Lines of data

## Start

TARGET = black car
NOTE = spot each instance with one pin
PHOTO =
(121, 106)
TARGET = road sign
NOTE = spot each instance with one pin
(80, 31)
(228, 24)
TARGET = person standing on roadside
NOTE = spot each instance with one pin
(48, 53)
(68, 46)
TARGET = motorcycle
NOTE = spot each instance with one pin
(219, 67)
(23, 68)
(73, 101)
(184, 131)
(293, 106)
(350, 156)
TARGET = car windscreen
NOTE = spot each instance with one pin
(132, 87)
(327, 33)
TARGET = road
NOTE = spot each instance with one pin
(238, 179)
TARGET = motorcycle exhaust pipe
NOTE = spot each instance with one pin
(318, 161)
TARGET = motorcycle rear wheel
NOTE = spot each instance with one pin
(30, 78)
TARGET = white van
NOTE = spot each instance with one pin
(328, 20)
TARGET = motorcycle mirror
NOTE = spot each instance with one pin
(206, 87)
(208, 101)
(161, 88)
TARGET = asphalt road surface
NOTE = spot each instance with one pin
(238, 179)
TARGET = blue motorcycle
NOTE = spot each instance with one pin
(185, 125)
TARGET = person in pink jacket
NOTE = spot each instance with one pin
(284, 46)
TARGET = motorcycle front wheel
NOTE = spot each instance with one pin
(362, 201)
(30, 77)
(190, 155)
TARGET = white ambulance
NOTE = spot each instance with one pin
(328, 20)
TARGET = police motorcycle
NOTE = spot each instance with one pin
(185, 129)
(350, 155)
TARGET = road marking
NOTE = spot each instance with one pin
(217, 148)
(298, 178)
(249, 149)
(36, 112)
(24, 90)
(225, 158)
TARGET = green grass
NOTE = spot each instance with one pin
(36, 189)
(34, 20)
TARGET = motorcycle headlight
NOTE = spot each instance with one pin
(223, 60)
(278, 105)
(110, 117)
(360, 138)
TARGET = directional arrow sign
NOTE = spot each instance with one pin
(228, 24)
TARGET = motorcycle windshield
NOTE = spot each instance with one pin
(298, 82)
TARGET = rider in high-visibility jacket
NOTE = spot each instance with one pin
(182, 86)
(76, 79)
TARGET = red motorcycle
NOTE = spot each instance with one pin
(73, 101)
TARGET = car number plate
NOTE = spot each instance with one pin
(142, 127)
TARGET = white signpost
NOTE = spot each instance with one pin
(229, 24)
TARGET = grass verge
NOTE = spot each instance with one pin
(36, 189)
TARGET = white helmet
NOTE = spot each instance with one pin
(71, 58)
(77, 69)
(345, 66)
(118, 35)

## End

Directions: Extract every line above exactly as it stands.

Output for this task:
TARGET = black car
NOTE = spot each instance with one pin
PHOTO =
(121, 106)
TARGET = road sign
NOTE = spot each instance with one pin
(80, 31)
(228, 24)
TARGET = person standing on roadside
NOTE = spot each instance with one pin
(48, 53)
(68, 46)
TARGET = motorcycle
NOTE = spot each instance with one pin
(219, 67)
(23, 68)
(73, 101)
(184, 131)
(293, 106)
(350, 156)
TARGET = car windscreen
NOTE = spot each instance with one pin
(132, 87)
(327, 33)
TARGET = road
NOTE = spot each instance with one pin
(238, 179)
TARGET = motorcycle exhaust pipe
NOTE = spot each instance with one pin
(318, 161)
TARGET = motorcycle rear wheel
NOTE = spot each instance with one pin
(30, 78)
TARGET = white van
NOTE = spot each instance with one pin
(328, 20)
TARGET = motorcycle mirror
NOTE = spot each instance with one pin
(206, 87)
(208, 101)
(161, 88)
TARGET = asphalt road surface
NOTE = spot each instance with one pin
(238, 179)
TARGET = blue motorcycle
NOTE = spot each instance with one pin
(185, 125)
TARGET = person in pink jacket
NOTE = spot each instance with one pin
(284, 46)
TARGET = motorcycle front wheel
NOTE = spot each instance with one pin
(362, 201)
(30, 77)
(190, 155)
TARGET = white ambulance
NOTE = spot each instance with one pin
(328, 20)
TARGET = police motorcycle
NOTE = spot each instance with one pin
(185, 129)
(350, 155)
TARGET = road marking
NOTE = spot each instance with one pin
(217, 148)
(298, 178)
(249, 149)
(36, 112)
(24, 90)
(225, 158)
TARGET = green grass
NOTE = spot each instance with one pin
(36, 189)
(34, 20)
TARGET = motorcycle headlight
NOTE = spot each instance with one pin
(223, 60)
(278, 105)
(110, 117)
(360, 138)
TARGET = directional arrow sign
NOTE = spot each instance with one pin
(228, 24)
TARGET = motorcycle windshield
NOTE = spot each instance with one pin
(298, 82)
TARGET = rider in high-visibility jacket
NOTE = spot each instance with one pin
(182, 86)
(76, 79)
TARGET = red motorcycle
NOTE = spot each instance with one pin
(73, 101)
TARGET = car number plate
NOTE = spot each instance with one pin
(142, 127)
TARGET = white signpost
NOTE = spot each instance with one pin
(229, 24)
TARGET = grass verge
NOTE = spot each instance with one pin
(36, 189)
TARGET = white helmet
NOTE = spot each instance with one pin
(71, 58)
(77, 69)
(345, 66)
(118, 35)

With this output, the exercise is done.